### 抽出テキスト

———

POSレジシステム
オンネットPOS

概要

オンネットPOSはオンネット販売(一般受注)、在庫の中に統合されています。統合されているという意味は、得意先、商品などのマスタが同一、受注、売上、債権管理データが同一であるということです。

これまでPOSは、レジ機能として当初個別開発(大手専業メーカーで)が進められていきました。POS機器も専用機でした。しかし30年くらい前から、個別のPOS機器を汎用機、オフコンなどで、マスタ統合、売上データの即時収集、在庫管理などが進んできました(以下「統合機能」)。この流れは汎用機メーカがPOS機器を束ねる形で主導してきたと思います。

そんな経緯の中で、オンネットPOSはWindowsOS+インターネット+クラウドを用いて、個々のPOS機器と統合機能を一体化させる考えで開発を進めています。大規模システムが、劇的に安価になった汎用技術で達成できるようになったのです。現在100台を超えるPOSや、航空機内POSも運用出来る様になりました。全国からの時々刻々の売上データも画面で即時に参照できます。

これまでの経験からPOSレジは「その場決済(出荷、売上、入金が同一タイミングで行われること)」を省力化するものだけでないことが分かってきました。多くの場合「後日決済(売掛)」が存在するのです(ほとんど一般受注業務と同一です)。売掛管理のほかに「ポイント管理」、「値引き管理」「複数販売単価選択」なども必要だったのです。オンネットPOSは、このような「複雑処理対応」に特徴があります。

簡単POSにする場合は、項目を削除することで対応可能です。一般のPC、タブレットで動作します。

機能範囲

オンネットPOS画面

まず上記POSレジ画面を見て「ワッ何と複雑な画面!」「使い難いのでは?」お思われた事でしょう。実際に多くの方にそう言われてきました。でも実際に導入した店舗では、この位の項目が必要だったのです。どうしても不要な項目は消すことも可能です。また、画面は複雑でも販売時には商品バーコード読み込みと会員カード読み込みだけですので、思ったほど複雑操作にはなりません。

———

[位置特定項目]

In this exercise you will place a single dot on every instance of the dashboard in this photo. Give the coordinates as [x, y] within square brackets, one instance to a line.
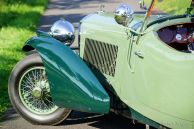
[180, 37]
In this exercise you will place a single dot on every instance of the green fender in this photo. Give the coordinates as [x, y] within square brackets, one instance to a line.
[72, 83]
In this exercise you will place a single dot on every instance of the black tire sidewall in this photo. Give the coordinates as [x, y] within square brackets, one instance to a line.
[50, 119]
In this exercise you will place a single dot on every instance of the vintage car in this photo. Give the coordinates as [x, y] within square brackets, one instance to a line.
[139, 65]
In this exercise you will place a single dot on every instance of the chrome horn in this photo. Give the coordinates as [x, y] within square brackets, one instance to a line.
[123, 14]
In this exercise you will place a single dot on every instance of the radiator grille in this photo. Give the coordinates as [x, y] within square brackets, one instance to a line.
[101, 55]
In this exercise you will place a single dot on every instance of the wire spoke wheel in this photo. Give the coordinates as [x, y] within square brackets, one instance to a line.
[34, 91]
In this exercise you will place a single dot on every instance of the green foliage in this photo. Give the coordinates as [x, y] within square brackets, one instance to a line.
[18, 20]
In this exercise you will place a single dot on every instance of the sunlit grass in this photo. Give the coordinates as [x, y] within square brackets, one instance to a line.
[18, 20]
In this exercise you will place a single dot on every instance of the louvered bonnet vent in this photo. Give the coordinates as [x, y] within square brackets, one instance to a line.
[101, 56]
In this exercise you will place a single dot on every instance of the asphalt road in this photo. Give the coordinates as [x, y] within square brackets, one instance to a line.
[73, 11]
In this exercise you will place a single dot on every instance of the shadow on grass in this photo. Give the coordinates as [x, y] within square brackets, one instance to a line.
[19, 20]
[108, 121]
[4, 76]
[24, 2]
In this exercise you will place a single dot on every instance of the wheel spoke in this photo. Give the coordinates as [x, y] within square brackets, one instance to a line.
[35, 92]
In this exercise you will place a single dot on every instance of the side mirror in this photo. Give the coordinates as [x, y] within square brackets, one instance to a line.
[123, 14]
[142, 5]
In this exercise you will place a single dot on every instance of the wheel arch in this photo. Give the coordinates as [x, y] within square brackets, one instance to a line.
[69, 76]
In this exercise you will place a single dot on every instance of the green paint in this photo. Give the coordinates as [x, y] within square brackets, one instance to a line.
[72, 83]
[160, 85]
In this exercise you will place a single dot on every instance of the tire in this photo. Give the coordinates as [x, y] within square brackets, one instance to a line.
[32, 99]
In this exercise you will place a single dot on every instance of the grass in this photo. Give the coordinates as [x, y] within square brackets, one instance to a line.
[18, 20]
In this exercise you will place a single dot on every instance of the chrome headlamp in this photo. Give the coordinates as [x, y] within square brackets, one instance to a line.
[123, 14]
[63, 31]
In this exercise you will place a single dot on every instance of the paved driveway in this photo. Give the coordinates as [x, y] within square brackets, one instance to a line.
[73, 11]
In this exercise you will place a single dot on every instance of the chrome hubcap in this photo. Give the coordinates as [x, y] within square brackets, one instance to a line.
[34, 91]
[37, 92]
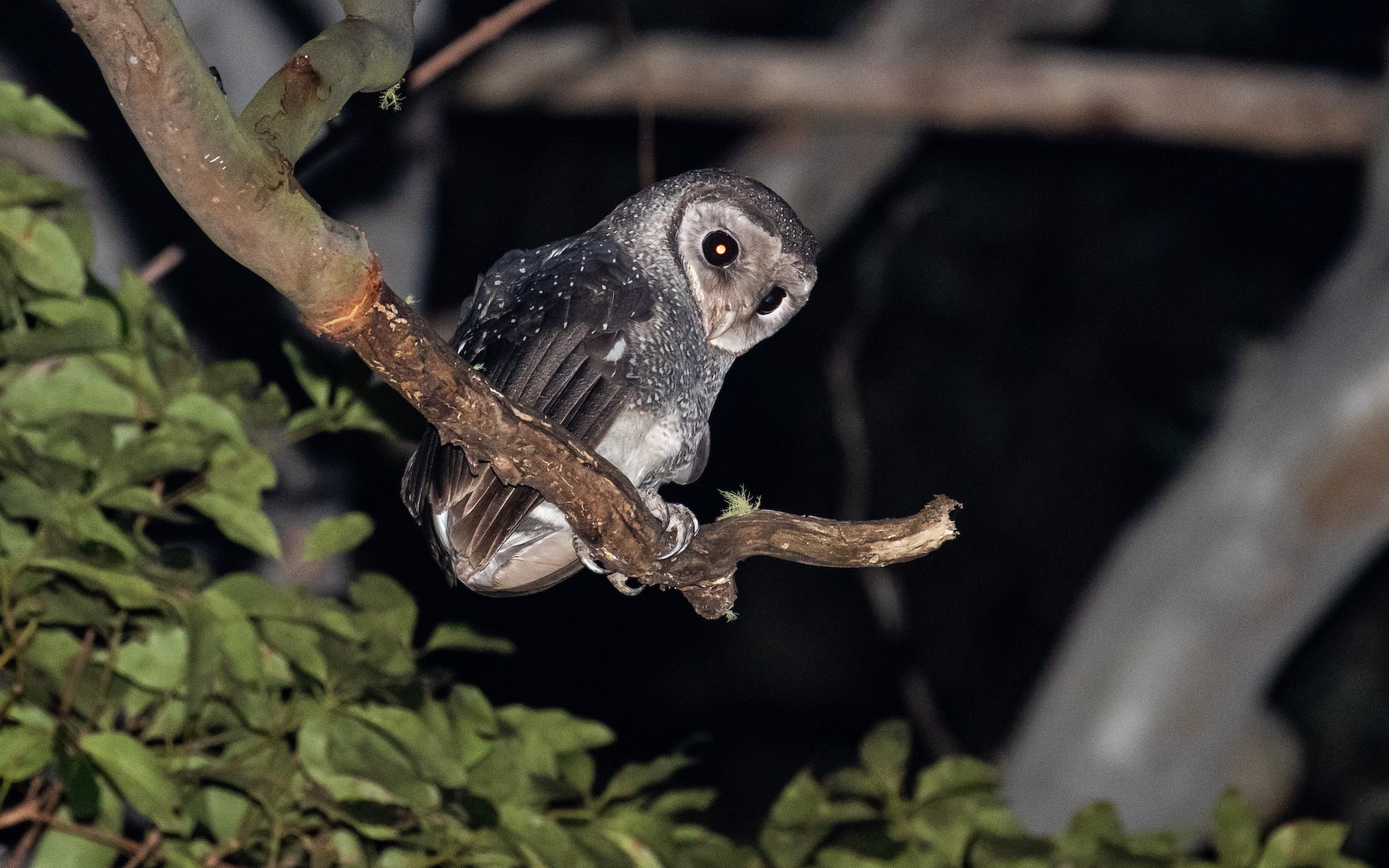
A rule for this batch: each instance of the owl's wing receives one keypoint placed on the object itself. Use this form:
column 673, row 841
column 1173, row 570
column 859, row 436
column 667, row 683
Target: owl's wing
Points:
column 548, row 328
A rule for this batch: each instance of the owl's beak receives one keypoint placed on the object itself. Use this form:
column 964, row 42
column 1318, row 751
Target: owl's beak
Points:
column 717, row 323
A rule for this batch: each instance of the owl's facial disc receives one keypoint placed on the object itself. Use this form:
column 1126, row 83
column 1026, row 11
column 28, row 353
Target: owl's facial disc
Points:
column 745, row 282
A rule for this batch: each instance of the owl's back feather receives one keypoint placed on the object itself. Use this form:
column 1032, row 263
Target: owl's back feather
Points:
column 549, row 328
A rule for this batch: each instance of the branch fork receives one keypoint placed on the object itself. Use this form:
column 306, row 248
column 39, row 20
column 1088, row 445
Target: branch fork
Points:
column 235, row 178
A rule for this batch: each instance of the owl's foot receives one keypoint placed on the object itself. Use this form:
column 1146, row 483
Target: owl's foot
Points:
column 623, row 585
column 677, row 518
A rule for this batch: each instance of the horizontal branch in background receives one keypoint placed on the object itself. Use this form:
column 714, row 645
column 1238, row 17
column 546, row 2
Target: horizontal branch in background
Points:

———

### 設問
1. オンネットPOSの紹介文について答えてください。
(a) 個別のPOS機器を汎用機やオフコンで統合する動きは、何年くらい前から進んできたとされていますか。
(b) オンネットPOSは、個々のPOS機器と統合機能を一体化させるために何を用いて開発を進めていますか。
(c) 販売時に必要な操作は何だけだと書かれていますか。
2. オンネットPOSの紹介文の続きを書き足してください。

### 想定解答
1.
(a) 30年くらい前から
(b) WindowsOS+インターネット+クラウド
(c) 商品バーコード読み込みと会員カード読み込み

2.
「掛売り」があるということ
①の得意先管理と得意先住所管理によって行なわれます。
「レジでは現金(カードを含む)で決済がすべて終了する」と考えがちです。当社でも開発当初そう考えていました。スーパー、コンビ二のPOSレジを連想して、そう考えていました。しかし多くの場合、商品引渡しと決済が同時で行なわれていませんでした。商品渡しが先で入金が後になる「掛売り」があったり、「入金が先で後から商品渡しが行なわれる場合」などがありました。要は一般の販売管理と同様なのです。
「得意先ごとに売値が変わる」場合がある
得意先ごとに売値が変わることがあります。カード種別によって変わる・得意先によって変わる・一般顧客と法人販売とで変わる、など様々です。商品に対して複数単価を保持できますので、この様な要求にも対応可能です。
「ポイント管理がしたい」に応えます
②の項目によりポイント管理しています。
ポイント管理と顧客管理は密接に結びついています。顧客管理をするためにポイント管理(会員カード発行)が必要なのです。ポイント管理は各社それぞれ想いがあり、複雑になる場合があります。オンネットPOSでは複雑なポイント管理にも対応可能です。商品単位・カード種別・得意先別による対応をしていますが、より複雑な場合はカスタマイズが必要になる場合があります。
「キーから入力したい」に応えます
③の部分で管理しています。
「商品数が限られている場合、特殊商品(値引き、手数料など)をファンクションキー登録したい要望は結構あります。ファンクションキーには、得意先・商品が登録できます。一般のPOSレジのファンクションキーは画面下にありますが、横長画面が一般化していますから、横に配置し、操作性を高めました。
「多様な機能を付加すること」が可能です
④の部分で管理しています。
これまで述べてきましたが、POSレジは、入金決済だけの機能だけではありません。その一例を示します。(1)店頭販売だけでなく卸販売をする場合に、レシート出力ではなく、納品書(請求書を含む)出力ボタンを設けました。(2)後日商品発送するために、宅配便の送り状出力を設けました。(3)レジ現金精算を確実化するために、売上以外にレジに対し現金の出納額を入力する画面を設けました。ここで重要なことは、売掛入金が店舗で行なわれるため、得意先とリンクする必要があり、複雑です。(4)レジ精算は開始処理と終了処理で通常業務です。しかしテナントの場合、デベロッパー報告のためにカスタマイズが発生しています。これらの処理は各社個別に異なるため、カスタマイズが必要です。
「リンクNOと原価など」多様な明細表示に応えます
⑤の部分で管理しています。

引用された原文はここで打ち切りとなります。